:: Written task ::
Every entry here needs to be repeated exactly.

:: Provided information ::
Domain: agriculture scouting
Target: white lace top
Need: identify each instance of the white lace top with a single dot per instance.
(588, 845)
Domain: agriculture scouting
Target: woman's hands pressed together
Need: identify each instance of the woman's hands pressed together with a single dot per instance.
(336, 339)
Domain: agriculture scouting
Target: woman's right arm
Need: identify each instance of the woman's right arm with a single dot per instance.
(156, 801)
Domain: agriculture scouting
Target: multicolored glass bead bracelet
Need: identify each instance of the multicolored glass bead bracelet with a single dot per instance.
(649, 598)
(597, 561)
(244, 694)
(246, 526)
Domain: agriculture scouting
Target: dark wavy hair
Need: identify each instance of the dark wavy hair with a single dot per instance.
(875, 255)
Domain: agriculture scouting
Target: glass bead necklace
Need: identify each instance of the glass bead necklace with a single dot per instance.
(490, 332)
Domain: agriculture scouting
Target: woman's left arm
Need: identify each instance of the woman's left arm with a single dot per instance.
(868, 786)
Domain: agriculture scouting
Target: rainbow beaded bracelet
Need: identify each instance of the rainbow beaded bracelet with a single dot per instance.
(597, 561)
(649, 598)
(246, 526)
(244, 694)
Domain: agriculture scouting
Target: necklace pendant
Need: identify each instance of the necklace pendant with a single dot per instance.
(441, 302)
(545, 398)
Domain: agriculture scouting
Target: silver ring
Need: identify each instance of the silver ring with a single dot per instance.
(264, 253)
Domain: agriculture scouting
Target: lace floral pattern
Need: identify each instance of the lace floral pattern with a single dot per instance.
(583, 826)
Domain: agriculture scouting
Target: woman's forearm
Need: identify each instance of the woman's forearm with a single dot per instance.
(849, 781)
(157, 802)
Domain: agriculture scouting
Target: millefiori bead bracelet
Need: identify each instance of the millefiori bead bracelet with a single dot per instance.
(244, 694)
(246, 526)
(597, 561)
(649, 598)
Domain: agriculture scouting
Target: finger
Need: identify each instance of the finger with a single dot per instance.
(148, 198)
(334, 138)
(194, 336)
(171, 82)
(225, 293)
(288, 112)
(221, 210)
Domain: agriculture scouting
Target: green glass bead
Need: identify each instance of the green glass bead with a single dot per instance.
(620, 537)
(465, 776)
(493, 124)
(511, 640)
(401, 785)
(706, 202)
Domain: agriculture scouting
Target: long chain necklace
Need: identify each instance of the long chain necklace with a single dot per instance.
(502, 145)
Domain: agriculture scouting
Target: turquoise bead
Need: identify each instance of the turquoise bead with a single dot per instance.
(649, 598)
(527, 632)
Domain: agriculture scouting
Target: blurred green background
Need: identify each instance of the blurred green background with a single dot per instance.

:: Solution ::
Domain: agriculture scouting
Target: white lace top
Need: identify each instance of the white lace top with a single dot per instance.
(588, 845)
Domain: agriculture scouting
Target: woman's hands pressed together
Need: identify each instance of the woman's hands pressed together with a single dot per instance.
(336, 339)
Domain: agriculture scouting
Target: woman's right arm
Need: identify each instance of the woman's right arm with a single dot per instance.
(156, 801)
Domain: agriculture scouting
Target: multicolored glass bead bracelet
Need: identify each instance of the multicolored glass bead bracelet with a single dot per instance.
(649, 598)
(597, 561)
(244, 694)
(246, 526)
Domain: agriculture scouting
Target: dark wavy hair
Need: identify each instance of the dark wavy hair with a single dot per instance.
(875, 255)
Domain: agriculture scouting
Target: glass bead necklace
Need: identify each instance of the glass bead necklace with a single dot per instance.
(490, 332)
Domain: agriculture scouting
Target: woman's left arm
Need: identify each instance of the woman's left arm with a single dot per instance.
(868, 786)
Domain: agriculture scouting
Target: rainbow beaded bracelet
Need: identify each instance of the rainbow beaded bracelet with a single dot per instance.
(597, 561)
(649, 598)
(246, 526)
(244, 694)
Domain: agriculture scouting
Target: necklace pendant
Need: identify each instance of the necklace pendant with a single dot per instance.
(441, 302)
(545, 398)
Domain: agriculture scouting
Target: silver ring
Need: identify each instance of the silver ring with a single dot per instance.
(264, 253)
Domain: agriculture scouting
Target: lace floral pattern
Need: identify each instance of the lace floral pattern with a single dot per instance.
(583, 826)
Domain: agriculture scouting
Target: woman's forearm
Need: identify each instance of the woman's forearm with a single dot per instance.
(849, 781)
(157, 802)
Domain: agriculture scouting
Target: millefiori bead bracelet
Need: identify each instance of the millefiori bead bracelet with a single dot per instance.
(244, 694)
(246, 526)
(597, 561)
(649, 598)
Domain: agriculture scouting
Target: finger
Need: identify each instance of the finger with a single dot per instance.
(148, 198)
(334, 138)
(194, 336)
(171, 82)
(225, 293)
(288, 112)
(221, 210)
Domain: agriculture scouting
Target: green glass bead
Need: identify each instance of the green glass bead with a single dot per instance.
(620, 537)
(465, 776)
(493, 124)
(511, 640)
(401, 785)
(706, 202)
Domain: agriculture scouting
Target: long chain necklace
Need: identify each instance of the long chain necklace with a single dot per instance.
(502, 145)
Domain: agriculture scouting
Target: turquoise bead
Need: identify each instance of the turquoise bead with a single dot per instance.
(649, 598)
(527, 632)
Domain: agriculture scouting
Target: blurred green background
Need: identify each instance of the blurred green background with a single dot per instance.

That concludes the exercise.